## PROBLEM DESCRIPTION
Copy every line of the data exactly, leaving nothing out.
* * * * *
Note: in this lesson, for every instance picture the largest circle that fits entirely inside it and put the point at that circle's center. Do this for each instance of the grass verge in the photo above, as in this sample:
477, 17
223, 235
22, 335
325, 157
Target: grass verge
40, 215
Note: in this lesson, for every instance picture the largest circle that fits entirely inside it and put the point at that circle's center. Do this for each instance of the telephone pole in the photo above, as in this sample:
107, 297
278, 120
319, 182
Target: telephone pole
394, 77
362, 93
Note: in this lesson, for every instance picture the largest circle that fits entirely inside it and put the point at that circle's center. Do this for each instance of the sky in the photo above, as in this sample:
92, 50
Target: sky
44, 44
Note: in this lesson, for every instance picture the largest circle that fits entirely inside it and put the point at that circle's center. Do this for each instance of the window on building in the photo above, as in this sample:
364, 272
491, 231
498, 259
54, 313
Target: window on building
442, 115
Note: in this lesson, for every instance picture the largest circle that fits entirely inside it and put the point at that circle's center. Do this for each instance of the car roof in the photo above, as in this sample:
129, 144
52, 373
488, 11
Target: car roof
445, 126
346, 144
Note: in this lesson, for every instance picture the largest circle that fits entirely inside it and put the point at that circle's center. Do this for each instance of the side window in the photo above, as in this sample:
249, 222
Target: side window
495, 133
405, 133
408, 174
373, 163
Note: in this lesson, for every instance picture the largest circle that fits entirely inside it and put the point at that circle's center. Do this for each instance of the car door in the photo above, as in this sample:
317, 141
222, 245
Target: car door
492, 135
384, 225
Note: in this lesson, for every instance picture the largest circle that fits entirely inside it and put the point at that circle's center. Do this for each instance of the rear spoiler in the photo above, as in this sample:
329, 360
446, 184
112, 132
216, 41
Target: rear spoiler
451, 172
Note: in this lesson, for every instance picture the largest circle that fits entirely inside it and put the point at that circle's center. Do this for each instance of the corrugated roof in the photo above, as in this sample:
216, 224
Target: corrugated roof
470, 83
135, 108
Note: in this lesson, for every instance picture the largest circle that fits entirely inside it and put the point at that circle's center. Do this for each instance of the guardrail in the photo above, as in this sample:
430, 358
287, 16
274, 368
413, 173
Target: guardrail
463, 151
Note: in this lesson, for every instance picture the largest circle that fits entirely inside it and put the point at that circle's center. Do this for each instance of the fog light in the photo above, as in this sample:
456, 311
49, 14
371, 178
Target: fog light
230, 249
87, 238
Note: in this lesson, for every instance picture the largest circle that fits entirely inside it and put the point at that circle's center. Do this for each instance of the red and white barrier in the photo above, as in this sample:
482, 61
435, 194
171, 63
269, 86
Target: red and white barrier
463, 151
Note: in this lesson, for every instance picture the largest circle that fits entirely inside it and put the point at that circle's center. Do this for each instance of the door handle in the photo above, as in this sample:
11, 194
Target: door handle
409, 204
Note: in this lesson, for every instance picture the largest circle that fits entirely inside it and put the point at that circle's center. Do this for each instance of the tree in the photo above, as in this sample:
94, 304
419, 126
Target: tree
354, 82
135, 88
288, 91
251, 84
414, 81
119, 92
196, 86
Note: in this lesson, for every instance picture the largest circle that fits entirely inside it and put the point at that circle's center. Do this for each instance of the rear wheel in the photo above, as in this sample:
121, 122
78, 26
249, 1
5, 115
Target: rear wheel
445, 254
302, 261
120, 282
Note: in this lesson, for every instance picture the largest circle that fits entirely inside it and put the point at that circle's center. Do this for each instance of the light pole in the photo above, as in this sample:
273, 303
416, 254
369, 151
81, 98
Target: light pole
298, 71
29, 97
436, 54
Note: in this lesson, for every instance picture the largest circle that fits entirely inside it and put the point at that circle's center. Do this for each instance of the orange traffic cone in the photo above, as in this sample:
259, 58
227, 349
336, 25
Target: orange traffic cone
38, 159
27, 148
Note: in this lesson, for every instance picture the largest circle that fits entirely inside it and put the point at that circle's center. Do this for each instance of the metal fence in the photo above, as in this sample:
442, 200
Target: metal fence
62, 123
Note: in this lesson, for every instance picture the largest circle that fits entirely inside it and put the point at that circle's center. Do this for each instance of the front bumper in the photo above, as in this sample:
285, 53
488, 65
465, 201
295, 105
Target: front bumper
* * * * *
## WORKED ANSWER
Note: in this lesson, for every instance picture the largest circle that fits entirely inside it and put the point at that circle's center. Do this for each instance of the grass verge in the photo above, as in this sample:
477, 17
223, 235
22, 335
325, 157
Target: grass verge
40, 215
Note: in this lesson, for every instance picture the largest circle that fits entirely inside it and put the point at that circle's center. Do this for each instance of the telephone pole in the photo above, as in this sample:
107, 297
278, 120
319, 182
Target: telephone pole
394, 77
362, 93
Note: in this lesson, for every instance picture the largest circle that fits entirely inside it and put the point at that circle's center. Do this for each instance of the sky in the photo above, as in this sample:
92, 50
Target: sky
44, 44
Note: in this lesson, for every instance picture the largest circle that fits entirely inside it and put the point at that circle's center. Do this for each instance of the window on building in the photo above, as in this sample:
364, 272
491, 231
498, 259
54, 313
Target: window on building
442, 115
Note: in this lesson, for every instance picture the largest circle that fits entirely inside it and put the point at that circle's center. Do this for each instance of the car roof in the photo above, as in this sample:
129, 144
52, 373
488, 11
Target: car roof
445, 126
346, 144
Note: in this lesson, for every instance picture the largest circle that fits entirely inside it and put the point at that circle's center. Do this for each instance of the side window in the photo above, as in this sample:
249, 222
Target: side window
495, 133
405, 133
408, 174
373, 163
Note: in this lesson, for every instance picture the largest circle that fits entirely inside it and put the point at that circle's center. Do this for each instance of the car door in the photo above, as in this sample:
317, 141
222, 245
Target: car door
492, 135
384, 225
Note: in this lesson, for every instance picture the largest circle that fits entirely inside it and put the point at that circle's center. Do this for each instance of the rear spoiler in the photo above, as in this sample:
329, 360
446, 184
112, 132
216, 41
Target: rear spoiler
451, 172
Note: in this lesson, for every instance picture the largest circle that fits entirely inside it and put the point at that circle's center. Do this for each instance of the corrugated roof in the photo above, as in this sample:
216, 224
Target: corrugated roof
470, 83
135, 108
Note: in this lesson, for every instance picture the largest circle that fits entirely inside it and put the point at that circle's center. Do this for each instance of the guardrail in the photo above, as in this sample:
430, 358
287, 16
274, 368
413, 173
Target: guardrail
463, 151
Note: in this lesson, for every instance picture the largest circle that fits entirely inside it and put the point at that circle's center. Do this for each instance of the fog light in the photo above, as in this sample:
456, 311
49, 14
371, 178
Target: fog light
230, 249
87, 238
Note: in this lesson, for every instance picture the largest circle that fits entirely inside it and put the point at that circle's center. Do this for each instance of the red and white barrier in the photo above, as in this sample:
482, 61
435, 194
171, 63
269, 86
Target: red and white barrier
463, 151
Note: in this lesson, for every instance picture the largest circle that fits entirely inside it and put the point at that circle's center. Do this for each instance of the door handle in the photo above, as in this sample:
11, 194
Target: door handle
409, 204
Note: in this lesson, for every instance picture the largest circle that fits entirely inside it and put the point at that circle's center. Do this for each instance of the tree in the photo above, as in this sample:
94, 304
419, 126
Target: tree
354, 82
135, 88
288, 91
251, 84
414, 81
119, 92
196, 86
Note: in this lesson, for every instance picture the largest circle that fits entirely inside it and put the point at that circle's center. Do this for each instance of the rear wheel in the photo above, as in this sample:
121, 122
78, 26
249, 1
5, 115
Target: rear wheel
445, 254
302, 261
120, 282
Note: in this lesson, for every instance picture the largest circle that fits entirely inside it and put the point at that circle's center. Do this for each instance of the light pole in the photo above, as in this sample:
273, 303
416, 254
369, 151
81, 98
Target: light pole
298, 71
29, 97
436, 54
Note: in this lesson, for every instance picture the largest circle that fits entirely inside it and put the point at that circle's center. Do this for each instance of the orange traffic cone in the photo above, as in this sample:
259, 58
227, 349
336, 25
Target: orange traffic cone
38, 159
27, 148
Note: in this lesson, for every instance picture the largest circle that fits entirely inside it and put the point at that circle's center. Do this for each instance of the metal fence in the photo above, as in this sample:
442, 200
Target: metal fence
62, 123
Note: in this lesson, for every instance picture the largest circle that fits entirely inside it and put the point at that circle's center. Do this for each instance of the front bumper in the photo above, as in this sample:
285, 53
488, 65
465, 201
295, 105
Target: front bumper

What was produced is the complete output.